:: Task description ::
The expected output is each line below containing "tree", copied in full.

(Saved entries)
*-*-*

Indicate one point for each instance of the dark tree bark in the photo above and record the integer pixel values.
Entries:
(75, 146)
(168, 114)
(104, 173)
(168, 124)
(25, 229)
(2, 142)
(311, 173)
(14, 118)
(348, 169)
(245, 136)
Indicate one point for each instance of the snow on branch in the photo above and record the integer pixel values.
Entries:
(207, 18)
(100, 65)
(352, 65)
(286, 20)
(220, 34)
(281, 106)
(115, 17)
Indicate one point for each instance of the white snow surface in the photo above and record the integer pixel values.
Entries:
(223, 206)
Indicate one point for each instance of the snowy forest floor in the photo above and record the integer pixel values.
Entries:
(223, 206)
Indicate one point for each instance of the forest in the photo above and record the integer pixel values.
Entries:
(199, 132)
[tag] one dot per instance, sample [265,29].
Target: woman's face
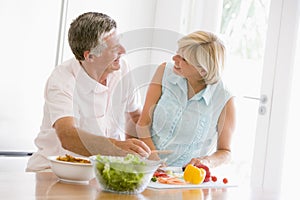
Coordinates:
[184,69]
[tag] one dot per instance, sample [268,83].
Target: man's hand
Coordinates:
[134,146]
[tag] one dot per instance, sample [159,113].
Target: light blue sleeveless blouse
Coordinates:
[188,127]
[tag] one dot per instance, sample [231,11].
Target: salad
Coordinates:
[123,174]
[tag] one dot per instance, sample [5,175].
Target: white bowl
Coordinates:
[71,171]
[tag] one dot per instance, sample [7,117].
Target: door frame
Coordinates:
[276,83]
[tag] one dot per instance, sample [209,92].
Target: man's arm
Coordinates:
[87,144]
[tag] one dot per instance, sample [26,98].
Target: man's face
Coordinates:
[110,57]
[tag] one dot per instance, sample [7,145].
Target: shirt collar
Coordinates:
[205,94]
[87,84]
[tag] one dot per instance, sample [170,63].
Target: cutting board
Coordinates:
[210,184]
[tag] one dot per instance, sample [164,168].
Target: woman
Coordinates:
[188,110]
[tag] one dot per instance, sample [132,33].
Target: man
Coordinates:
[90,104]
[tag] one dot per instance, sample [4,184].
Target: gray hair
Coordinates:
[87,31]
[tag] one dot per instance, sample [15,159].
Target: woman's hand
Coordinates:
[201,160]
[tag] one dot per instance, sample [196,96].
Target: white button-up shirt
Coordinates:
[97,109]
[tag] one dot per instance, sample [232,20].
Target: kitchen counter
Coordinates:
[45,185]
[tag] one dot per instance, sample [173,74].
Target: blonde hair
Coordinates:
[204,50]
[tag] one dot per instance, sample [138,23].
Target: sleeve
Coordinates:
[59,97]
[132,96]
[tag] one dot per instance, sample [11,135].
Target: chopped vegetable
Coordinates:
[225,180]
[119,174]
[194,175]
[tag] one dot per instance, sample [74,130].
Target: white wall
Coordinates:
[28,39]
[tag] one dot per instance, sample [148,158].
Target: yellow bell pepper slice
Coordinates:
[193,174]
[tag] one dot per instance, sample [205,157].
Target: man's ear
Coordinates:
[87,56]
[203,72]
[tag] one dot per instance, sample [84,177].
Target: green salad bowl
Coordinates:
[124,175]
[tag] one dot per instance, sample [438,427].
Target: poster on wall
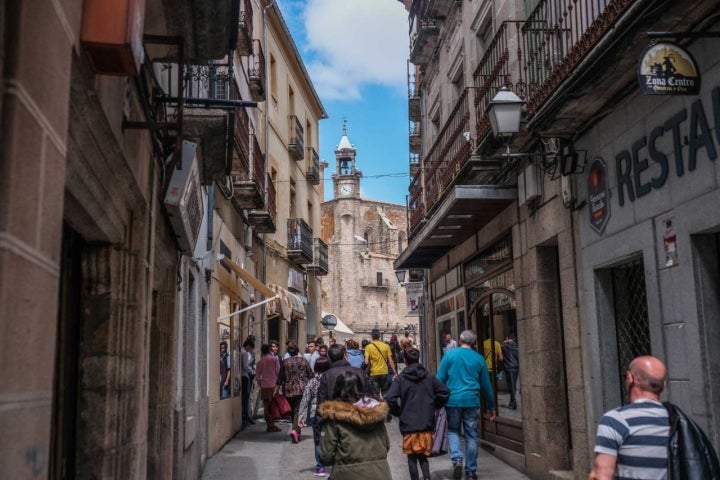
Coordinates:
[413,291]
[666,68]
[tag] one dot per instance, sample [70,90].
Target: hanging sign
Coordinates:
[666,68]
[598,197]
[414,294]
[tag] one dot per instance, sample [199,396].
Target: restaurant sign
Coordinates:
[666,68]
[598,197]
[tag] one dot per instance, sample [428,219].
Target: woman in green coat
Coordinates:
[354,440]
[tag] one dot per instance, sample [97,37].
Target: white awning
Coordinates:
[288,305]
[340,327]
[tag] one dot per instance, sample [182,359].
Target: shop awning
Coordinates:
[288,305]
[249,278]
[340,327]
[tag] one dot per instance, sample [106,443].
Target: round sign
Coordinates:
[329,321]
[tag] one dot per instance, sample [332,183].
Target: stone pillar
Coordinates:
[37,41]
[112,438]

*-*-*

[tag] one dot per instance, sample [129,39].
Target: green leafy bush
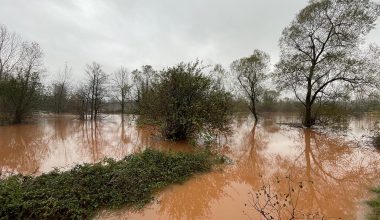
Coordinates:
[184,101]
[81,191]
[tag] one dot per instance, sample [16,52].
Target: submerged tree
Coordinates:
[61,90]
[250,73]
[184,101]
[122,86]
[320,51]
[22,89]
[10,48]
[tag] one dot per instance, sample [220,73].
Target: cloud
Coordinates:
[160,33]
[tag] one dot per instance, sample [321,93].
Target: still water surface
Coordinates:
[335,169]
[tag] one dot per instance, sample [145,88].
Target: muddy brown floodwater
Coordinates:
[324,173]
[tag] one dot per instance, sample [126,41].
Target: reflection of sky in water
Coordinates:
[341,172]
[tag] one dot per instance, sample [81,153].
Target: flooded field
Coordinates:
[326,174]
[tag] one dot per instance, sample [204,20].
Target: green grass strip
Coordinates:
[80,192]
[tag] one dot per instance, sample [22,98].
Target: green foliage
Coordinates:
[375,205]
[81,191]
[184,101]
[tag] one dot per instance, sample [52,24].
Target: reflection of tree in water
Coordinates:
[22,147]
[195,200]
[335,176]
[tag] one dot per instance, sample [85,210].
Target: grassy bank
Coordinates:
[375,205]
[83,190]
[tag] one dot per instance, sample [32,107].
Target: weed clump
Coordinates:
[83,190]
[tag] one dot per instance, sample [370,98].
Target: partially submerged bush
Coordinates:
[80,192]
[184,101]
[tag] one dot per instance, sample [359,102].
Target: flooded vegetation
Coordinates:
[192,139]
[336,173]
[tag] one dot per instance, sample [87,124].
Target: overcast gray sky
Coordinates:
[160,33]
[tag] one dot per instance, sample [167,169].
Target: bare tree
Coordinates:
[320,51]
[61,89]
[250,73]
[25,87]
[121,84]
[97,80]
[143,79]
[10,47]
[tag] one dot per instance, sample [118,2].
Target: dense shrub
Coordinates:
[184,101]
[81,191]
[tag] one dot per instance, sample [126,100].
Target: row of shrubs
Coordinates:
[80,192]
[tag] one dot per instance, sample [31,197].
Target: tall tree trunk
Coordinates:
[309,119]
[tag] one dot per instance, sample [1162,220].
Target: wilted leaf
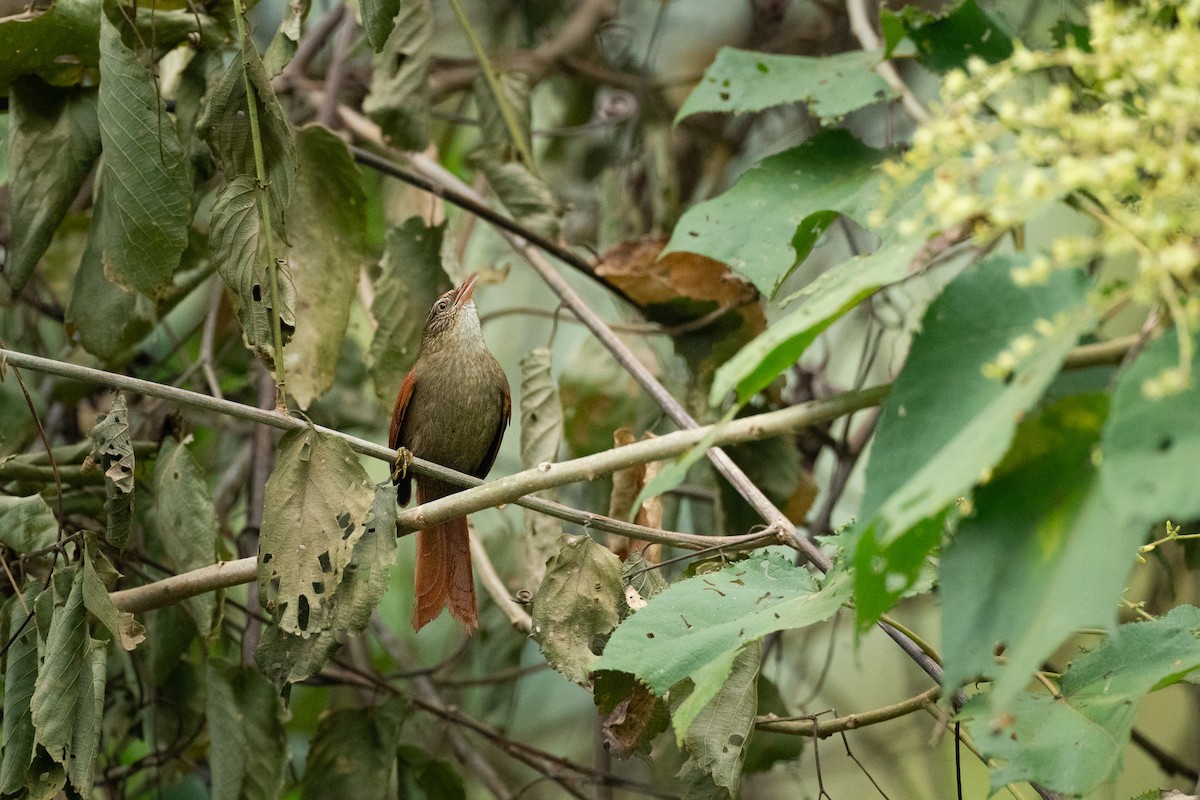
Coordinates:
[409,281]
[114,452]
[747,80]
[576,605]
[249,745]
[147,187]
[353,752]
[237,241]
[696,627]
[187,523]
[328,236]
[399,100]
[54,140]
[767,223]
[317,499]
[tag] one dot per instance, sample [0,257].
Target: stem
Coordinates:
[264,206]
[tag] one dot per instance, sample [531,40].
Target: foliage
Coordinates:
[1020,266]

*-*-*

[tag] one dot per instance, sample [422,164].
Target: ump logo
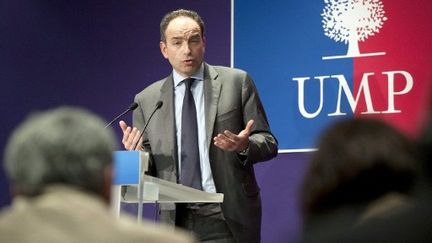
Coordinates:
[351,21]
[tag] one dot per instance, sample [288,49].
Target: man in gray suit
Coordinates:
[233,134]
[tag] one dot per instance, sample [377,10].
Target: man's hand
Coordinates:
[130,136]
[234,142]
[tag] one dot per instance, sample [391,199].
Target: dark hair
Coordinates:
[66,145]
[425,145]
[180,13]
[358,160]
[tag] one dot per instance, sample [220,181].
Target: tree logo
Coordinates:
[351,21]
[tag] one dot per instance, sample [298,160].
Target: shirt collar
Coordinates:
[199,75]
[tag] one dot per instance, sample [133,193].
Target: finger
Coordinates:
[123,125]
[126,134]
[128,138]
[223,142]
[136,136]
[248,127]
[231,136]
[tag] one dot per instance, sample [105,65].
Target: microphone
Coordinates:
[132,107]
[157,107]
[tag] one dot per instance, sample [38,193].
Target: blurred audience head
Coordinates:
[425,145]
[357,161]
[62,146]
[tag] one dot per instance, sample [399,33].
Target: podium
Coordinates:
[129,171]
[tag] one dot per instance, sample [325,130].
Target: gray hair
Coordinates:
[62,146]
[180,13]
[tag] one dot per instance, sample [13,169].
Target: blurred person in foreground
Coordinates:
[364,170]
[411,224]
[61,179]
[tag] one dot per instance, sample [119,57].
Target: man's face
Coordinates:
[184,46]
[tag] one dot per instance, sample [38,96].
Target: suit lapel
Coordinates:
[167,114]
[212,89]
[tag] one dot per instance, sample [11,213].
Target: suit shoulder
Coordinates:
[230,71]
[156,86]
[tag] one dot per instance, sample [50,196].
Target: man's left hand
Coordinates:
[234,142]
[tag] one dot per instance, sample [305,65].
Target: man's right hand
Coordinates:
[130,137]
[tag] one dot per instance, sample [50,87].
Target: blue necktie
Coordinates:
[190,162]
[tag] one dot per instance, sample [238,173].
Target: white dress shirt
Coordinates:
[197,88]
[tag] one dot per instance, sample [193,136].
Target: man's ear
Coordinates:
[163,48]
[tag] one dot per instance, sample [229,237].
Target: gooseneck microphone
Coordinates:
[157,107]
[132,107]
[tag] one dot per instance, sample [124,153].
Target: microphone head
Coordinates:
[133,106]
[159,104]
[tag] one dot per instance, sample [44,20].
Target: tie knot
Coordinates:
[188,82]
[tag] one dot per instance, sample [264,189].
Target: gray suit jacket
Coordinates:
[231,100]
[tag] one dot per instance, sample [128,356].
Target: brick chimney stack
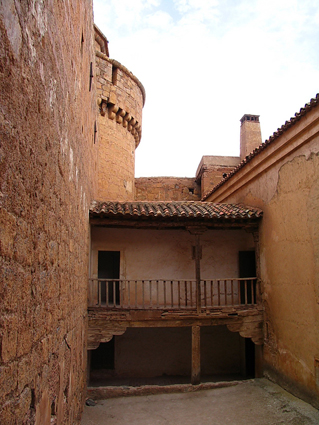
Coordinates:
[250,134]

*-*-*

:: Result below ::
Indicate one point for each instance of the dark tree bark in the photo above and record the integer pixel values.
Target: submerged tree
Target: reflection of tree in water
Target: bare tree
Target: tall tree trunk
Target: tree logo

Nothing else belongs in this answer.